• Brief: The entries below contain pictures, which are to be left out; write out exactly, and only, the lines from the line with "shelf with a single marker." up to and including the line with "flap with a single marker.".
----
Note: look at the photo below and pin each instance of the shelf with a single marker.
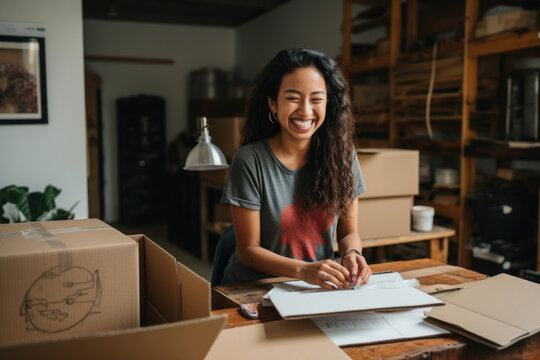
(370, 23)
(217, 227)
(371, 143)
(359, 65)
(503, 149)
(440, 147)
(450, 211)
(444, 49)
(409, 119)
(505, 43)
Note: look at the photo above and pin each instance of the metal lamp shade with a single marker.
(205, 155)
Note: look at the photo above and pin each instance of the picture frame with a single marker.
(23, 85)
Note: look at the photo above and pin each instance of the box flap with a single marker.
----
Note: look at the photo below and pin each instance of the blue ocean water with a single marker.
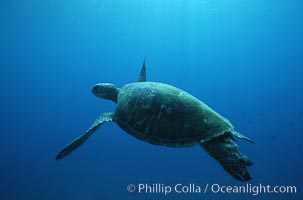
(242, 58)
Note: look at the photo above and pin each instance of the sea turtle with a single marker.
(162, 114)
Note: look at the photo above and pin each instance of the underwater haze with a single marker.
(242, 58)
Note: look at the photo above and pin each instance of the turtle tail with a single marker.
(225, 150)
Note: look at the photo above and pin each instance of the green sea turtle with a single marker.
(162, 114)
----
• Answer area:
Note: look at the photo below and pin each instance of the shelf with a single marker.
(370, 23)
(217, 227)
(371, 143)
(359, 65)
(503, 149)
(440, 147)
(450, 211)
(444, 49)
(409, 119)
(505, 43)
Note: look at the photo above and pin each instance of the metal lamp shade with a single marker.
(205, 155)
Note: look at the photo above and pin each instance of the picture frame with a single marker.
(23, 85)
Note: look at the photo above and pin each instance of the box flap with a single marker.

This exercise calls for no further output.